Dataset excerpt:
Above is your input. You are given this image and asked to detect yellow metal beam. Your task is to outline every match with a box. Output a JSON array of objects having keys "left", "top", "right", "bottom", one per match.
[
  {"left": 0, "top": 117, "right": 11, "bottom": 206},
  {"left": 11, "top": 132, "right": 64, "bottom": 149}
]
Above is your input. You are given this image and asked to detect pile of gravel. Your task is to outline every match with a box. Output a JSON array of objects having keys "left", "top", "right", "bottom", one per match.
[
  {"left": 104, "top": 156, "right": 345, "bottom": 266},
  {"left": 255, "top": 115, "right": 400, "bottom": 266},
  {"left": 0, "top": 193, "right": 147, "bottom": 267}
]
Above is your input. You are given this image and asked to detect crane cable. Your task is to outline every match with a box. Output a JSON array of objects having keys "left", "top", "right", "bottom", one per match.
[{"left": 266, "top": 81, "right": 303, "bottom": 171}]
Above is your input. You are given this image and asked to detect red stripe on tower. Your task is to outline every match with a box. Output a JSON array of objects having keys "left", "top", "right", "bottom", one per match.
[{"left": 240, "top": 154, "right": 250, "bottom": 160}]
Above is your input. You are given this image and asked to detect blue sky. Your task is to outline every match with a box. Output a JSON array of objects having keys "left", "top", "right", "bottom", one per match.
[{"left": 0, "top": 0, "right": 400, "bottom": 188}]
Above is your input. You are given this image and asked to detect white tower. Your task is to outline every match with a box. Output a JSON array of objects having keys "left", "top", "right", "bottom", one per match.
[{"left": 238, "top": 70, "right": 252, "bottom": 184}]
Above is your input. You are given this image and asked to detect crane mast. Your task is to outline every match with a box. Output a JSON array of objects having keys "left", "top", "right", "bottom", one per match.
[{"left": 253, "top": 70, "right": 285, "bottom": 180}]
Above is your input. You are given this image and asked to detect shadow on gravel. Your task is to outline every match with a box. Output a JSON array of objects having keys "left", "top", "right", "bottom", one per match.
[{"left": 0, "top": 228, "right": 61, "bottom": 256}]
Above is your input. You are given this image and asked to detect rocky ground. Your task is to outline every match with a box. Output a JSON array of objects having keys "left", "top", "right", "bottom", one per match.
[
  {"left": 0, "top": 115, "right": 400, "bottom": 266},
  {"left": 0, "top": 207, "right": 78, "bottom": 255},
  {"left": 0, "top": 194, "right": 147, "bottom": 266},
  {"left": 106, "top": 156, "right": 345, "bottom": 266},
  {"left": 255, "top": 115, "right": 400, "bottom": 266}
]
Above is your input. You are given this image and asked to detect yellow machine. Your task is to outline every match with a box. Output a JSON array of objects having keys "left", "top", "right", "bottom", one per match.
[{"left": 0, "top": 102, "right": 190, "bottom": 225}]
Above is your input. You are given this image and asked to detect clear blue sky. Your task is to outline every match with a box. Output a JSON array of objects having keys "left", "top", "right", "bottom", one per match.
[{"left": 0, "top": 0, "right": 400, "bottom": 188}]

> INSTRUCTIONS FOR THE TASK
List every line of the records above that contains the word "tower".

> THE SOLUTION
Above is your input. You are given this image and asked to detect red stripe on tower. Your task is to outline every match with a box. Output a JSON array of objects having keys "left", "top", "right", "bottom", one per match.
Above is your input. You are given this image and asked to detect white tower. Your task is to outline every match with a box. Output a JSON array of objects having keys "left", "top", "right", "bottom", one per match.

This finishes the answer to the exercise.